• [Aufgabe 1] Seit welchem Jahr gehört die Weiße Stadt in Tel Aviv laut dem Textauszug zum Weltkulturerbe der UNESCO?

• [Textauszug]

☆ ☆ ☆ ☆ ☆ ☆ ☆

Vom Bauhaus lernen
Die Weiße Stadt in Tel Aviv ist Teil der deutsch-israelischen Geschichte – und der Gegenwart: Am Umbau des Max-Liebling-Hauses arbeiten Deutsche und Israelis gemeinsam.
Mit dem Bauhaus hat sich Laura Reti in ihrer Ausbildung zur Tischlerin wenig beschäftigt. Das änderte sich mit einem Workshop im Max-Liebling-Haus in Tel Aviv: In der 1934 von Dov Karmi im Bauhaus-Stil erbauten Villa sanierte die Berlinerin gemeinsam mit israelischen Designstudierenden zwei „Frankfurter Küchen“. Sie gelten als Urtypen der modernen Einbauküche, die der Frau die Hausarbeit erleichtern sollte. Im Umgang mit den originalen, mehr als 80 Jahre alten Holzteilen lernte die Auszubildende nicht nur traditionelle handwerkliche Techniken kennen. Was die junge Frau besonders beeindruckte, war die bis ins Detail ausgefeilte Ausstattung: „Mit diesen Bauten begann eine neue Ära“, sagt sie voller Anerkennung.
Weltkulturerbe Weiße Stadt
Das Liebling-Haus zählt zu den etwa 4.000 Gebäuden der Weißen Stadt Tel Aviv. Die in der Sonne leuchtend weißen Fassaden gaben dem beeindruckenden Ensemble seinen Namen, seit 2003 ist es Teil des Weltkulturerbes der UNESCO. Jüdische Architekten bauten die Wohnstadt mit den flachen Dächern und abgerundeten Balkonen, viele von ihnen waren in den 1930er-Jahren aus Deutschland geflüchtet. Sie brachten ihre vom Bauhaus beeinflussten Ideen mit nach Israel, passten sie dem Klima der Mittelmeermetropole an und prägten den in Tel Aviv so genannten „Internationalen Stil“ der Moderne. Das weltweit einzigartige Ensemble historischer Gebäude im Bauhausstil ist Teil der deutsch-israelischen Geschichte. Doch das gemeinsame Erbe bröckelt: Von den einst strahlenden Fassaden löst sich der Putz, viele Häuser sind einsturzgefährdet.

☆ ☆ ☆ ☆ ☆ ☆ ☆

• [Erfasste Daten]

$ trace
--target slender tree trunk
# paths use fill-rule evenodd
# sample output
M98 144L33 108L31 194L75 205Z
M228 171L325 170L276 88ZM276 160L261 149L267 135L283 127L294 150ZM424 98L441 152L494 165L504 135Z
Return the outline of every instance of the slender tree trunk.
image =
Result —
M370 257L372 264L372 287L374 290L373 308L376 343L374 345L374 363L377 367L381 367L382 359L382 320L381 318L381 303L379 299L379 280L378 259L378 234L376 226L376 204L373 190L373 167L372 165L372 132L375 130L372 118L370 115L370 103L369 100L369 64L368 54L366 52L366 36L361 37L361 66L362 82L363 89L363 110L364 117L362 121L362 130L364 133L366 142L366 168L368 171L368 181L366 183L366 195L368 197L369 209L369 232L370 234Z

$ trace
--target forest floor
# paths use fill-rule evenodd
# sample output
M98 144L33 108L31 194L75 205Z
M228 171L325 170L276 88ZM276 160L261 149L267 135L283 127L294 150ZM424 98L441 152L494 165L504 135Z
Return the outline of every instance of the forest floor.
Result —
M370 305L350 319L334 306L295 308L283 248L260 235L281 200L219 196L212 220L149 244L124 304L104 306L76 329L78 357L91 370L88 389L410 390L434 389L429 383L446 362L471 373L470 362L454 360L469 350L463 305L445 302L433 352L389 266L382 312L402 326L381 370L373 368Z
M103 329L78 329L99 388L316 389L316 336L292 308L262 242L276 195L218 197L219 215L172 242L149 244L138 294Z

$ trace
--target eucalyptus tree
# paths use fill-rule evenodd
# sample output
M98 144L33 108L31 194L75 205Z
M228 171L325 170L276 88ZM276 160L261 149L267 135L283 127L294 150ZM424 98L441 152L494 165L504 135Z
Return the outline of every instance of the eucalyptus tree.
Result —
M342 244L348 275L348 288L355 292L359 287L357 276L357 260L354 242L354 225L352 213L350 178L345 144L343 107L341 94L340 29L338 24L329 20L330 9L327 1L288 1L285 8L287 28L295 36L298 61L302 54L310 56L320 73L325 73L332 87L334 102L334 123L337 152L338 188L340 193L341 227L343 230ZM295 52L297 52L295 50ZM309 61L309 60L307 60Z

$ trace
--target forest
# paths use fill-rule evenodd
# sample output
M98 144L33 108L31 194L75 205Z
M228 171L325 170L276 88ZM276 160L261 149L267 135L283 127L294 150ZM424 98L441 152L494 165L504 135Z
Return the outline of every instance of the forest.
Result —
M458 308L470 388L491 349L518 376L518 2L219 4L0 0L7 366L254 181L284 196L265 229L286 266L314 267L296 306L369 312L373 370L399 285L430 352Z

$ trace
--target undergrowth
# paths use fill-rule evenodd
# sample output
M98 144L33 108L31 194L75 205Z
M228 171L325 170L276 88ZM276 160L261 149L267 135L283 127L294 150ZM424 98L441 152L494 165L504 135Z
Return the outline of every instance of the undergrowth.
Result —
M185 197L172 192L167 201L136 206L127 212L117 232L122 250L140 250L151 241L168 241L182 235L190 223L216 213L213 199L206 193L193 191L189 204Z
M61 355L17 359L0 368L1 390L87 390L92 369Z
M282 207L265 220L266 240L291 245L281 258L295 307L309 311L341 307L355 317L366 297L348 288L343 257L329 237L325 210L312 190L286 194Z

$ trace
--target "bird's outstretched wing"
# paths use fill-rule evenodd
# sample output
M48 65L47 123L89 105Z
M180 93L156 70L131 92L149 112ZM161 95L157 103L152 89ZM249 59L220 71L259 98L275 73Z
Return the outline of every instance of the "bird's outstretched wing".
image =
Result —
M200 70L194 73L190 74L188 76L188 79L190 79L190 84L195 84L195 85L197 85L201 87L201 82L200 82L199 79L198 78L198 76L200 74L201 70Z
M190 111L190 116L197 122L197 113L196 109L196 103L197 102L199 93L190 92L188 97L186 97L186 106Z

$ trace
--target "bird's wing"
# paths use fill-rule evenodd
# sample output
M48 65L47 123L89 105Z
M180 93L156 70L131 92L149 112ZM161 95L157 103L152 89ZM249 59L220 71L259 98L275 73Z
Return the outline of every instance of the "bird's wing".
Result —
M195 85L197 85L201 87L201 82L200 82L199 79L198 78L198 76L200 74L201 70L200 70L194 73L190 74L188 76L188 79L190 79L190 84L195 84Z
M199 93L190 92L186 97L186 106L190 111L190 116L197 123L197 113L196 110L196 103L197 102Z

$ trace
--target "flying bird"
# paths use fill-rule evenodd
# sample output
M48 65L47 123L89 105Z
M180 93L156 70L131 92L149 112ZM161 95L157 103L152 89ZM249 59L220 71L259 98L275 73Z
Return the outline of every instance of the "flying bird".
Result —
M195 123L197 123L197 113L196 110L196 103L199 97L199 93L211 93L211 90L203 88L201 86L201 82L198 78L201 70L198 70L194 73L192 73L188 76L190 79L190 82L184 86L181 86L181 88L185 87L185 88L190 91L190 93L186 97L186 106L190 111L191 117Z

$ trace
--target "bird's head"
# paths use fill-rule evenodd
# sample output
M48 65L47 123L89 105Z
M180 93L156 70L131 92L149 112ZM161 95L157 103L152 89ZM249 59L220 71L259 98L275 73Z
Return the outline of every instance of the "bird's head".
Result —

☆ ☆ ☆ ☆ ☆ ☆ ☆

• [Aufgabe 2] Schreibe die Datensätze als nummerierte Liste um, beginnend mit ihrer ersten Zeile und fortlaufend bis einschließlich der Zeile, die „M342 244L348 275L348“ enthält. Leerzeilen fallen weg.

• [Endgültige Antwort 1] Seit 2003.

• [Endgültige Antwort 2]
1. $ trace
2. --target slender tree trunk
3. # paths use fill-rule evenodd
4. # sample output
5. M98 144L33 108L31 194L75 205Z
6. M228 171L325 170L276 88ZM276 160L261 149L267 135L283 127L294 150ZM424 98L441 152L494 165L504 135Z
7. Return the outline of every instance of the slender tree trunk.
8. image =
9. Result —
10. M370 257L372 264L372 287L374 290L373 308L376 343L374 345L374 363L377 367L381 367L382 359L382 320L381 318L381 303L379 299L379 280L378 259L378 234L376 226L376 204L373 190L373 167L372 165L372 132L375 130L372 118L370 115L370 103L369 100L369 64L368 54L366 52L366 36L361 37L361 66L362 82L363 89L363 110L364 117L362 121L362 130L364 133L366 142L366 168L368 171L368 181L366 183L366 195L368 197L369 209L369 232L370 234Z
11. $ trace
12. --target forest floor
13. # paths use fill-rule evenodd
14. # sample output
15. M98 144L33 108L31 194L75 205Z
16. M228 171L325 170L276 88ZM276 160L261 149L267 135L283 127L294 150ZM424 98L441 152L494 165L504 135Z
17. Return the outline of every instance of the forest floor.
18. Result —
19. M370 305L350 319L334 306L295 308L283 248L260 235L281 200L219 196L212 220L149 244L124 304L104 306L76 329L78 357L91 370L88 389L410 390L434 389L429 383L446 362L471 373L470 362L454 360L469 350L463 305L445 302L433 352L389 266L382 312L402 326L381 370L373 368Z
20. M103 329L78 329L99 388L316 389L316 336L292 308L262 242L276 195L218 197L219 215L172 242L149 244L138 294Z
21. $ trace
22. --target eucalyptus tree
23. # paths use fill-rule evenodd
24. # sample output
25. M98 144L33 108L31 194L75 205Z
26. M228 171L325 170L276 88ZM276 160L261 149L267 135L283 127L294 150ZM424 98L441 152L494 165L504 135Z
27. Return the outline of every instance of the eucalyptus tree.
28. Result —
29. M342 244L348 275L348 288L355 292L359 287L357 276L357 260L354 242L354 225L352 213L350 178L345 144L343 107L341 94L340 29L338 24L329 20L330 9L327 1L288 1L285 8L287 28L295 36L298 61L302 54L310 56L320 73L325 73L332 87L334 102L334 123L337 152L338 188L340 193L341 227L343 230ZM295 52L297 52L295 50ZM309 61L309 60L307 60Z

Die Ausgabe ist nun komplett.